Extrait à lire:
____
Par : noreply@blogger.com (Julien Gigault) — 14 avril 2016 à 09:00
J'adore Pixar, ils ont un talent fou pour captiver avec la même histoire un public inter-générationnel. Evidemment la force de leurs récits ne sera jamais comparable à celle des créateurs japonais tel que Miyazaki ou Hosoda, sans doute à cause de cette manie très américaine de rendre tout mignon, même la fête des morts mexicaine va devenir mignonne à croquer avec "Coco" leur prochaine création prévue en 2017.

Alors qu'ils ne proposent dans les années à venir que des suites : Toy Story 4, Les Indestructibles 2, Cars 3... Ils font l'impasse sur la suite la plus sublime qu'ils auraient pu proposer au grand public : "Le monde de Nemo 2". Au lieu de cela, ils changent de personnage pour réaliser "Le monde de Dory". Ce personnage serait si attachant qu'il mériterait un film entier…

La vérité est que le sujet d'un "Monde de Némo 2" est bien trop subversif pour le grand public. Le poisson clown est un hermaphrodite successif ce qui signifie que les petits naissent mâles et finissent leur vie femelles. Imaginez le sujet d'un film où Némo passerait à l'âge adulte en devenant femelle guidé par son papa devenu lui-même maman... D'un point de vue scénaristique, c'est littéralement époustouflant : affronter le regard de l'autre, réussir sa quête identitaire, c'est la quintessence du "voyage du héros". D'un point de vue sociétal, c'est grandiose : cela renverse tous les arguments jugeant les trans-genres "contre-natures".

Heureusement, nous improvisateurs-trices, ne sommes pas Pixar. Nous n'avons pas la nécessité d'édulcorer nos histoires, bien au contraire Nous sommes ces gens comme tout le monde qui, pour vivre, apprennent des gens, comme tout le monde. Cette histoire de trans-genre nous pouvons la raconter en l'improvisant sur une scène. Il n'y a pas d'histoire sans transformation, même infime soit-elle. C'est ce qui définit une histoire : une suite d'événements qui transforme un ou plusieurs individu. Ne passons pas à coté d'un sujet pareil sous prétexte que le public ne va pas accrocher. Si cela vous anime, si votre interprétation est à la hauteur, toute histoire est bonne à vivre.
____
À faire: Pourriez-vous prolonger le billet sur Pixar, Nemo et l'improvisation théâtrale au-delà de sa dernière phrase ? Le matériau placé ensuite provient d'une source distincte.

Extrait de données:
____
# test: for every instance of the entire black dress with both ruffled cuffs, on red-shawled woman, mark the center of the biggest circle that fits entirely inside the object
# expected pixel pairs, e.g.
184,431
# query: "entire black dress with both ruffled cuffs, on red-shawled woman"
____
Résultat ci-dessous:
Aussi est-il temps de prendre conscience de notre chance. Assumons nos opinions, nos doutes, nos craintes, nos efforts, nos victoires sur scène. Un de mes "chevals de bataille" en ce moment est de demander aux improvisateurs ce qu'il pensent réellement, sur scène, d'un sujet de société ou d'une question philosophique sans qu'ils se cachent derrière un personnage. Je suis surpris de voir que beaucoup pensent ne pas avoir d'opinions et que, a minima, elles ne méritent pas d'être partagées. Bien au contraire : nous avons la parole prenons-la ! Il est certainement bien plus aisé de prétexter jouer un personnage mais, à force de sauter d'histoire en histoire, aucune ne nous atteint réellement. Quel est le sujet que personnellement vous adoreriez traiter sur scène ? Si vous le trouvez, racontez-le encore et encore. Improvisez autour, questionnez-le dans diverses narrations.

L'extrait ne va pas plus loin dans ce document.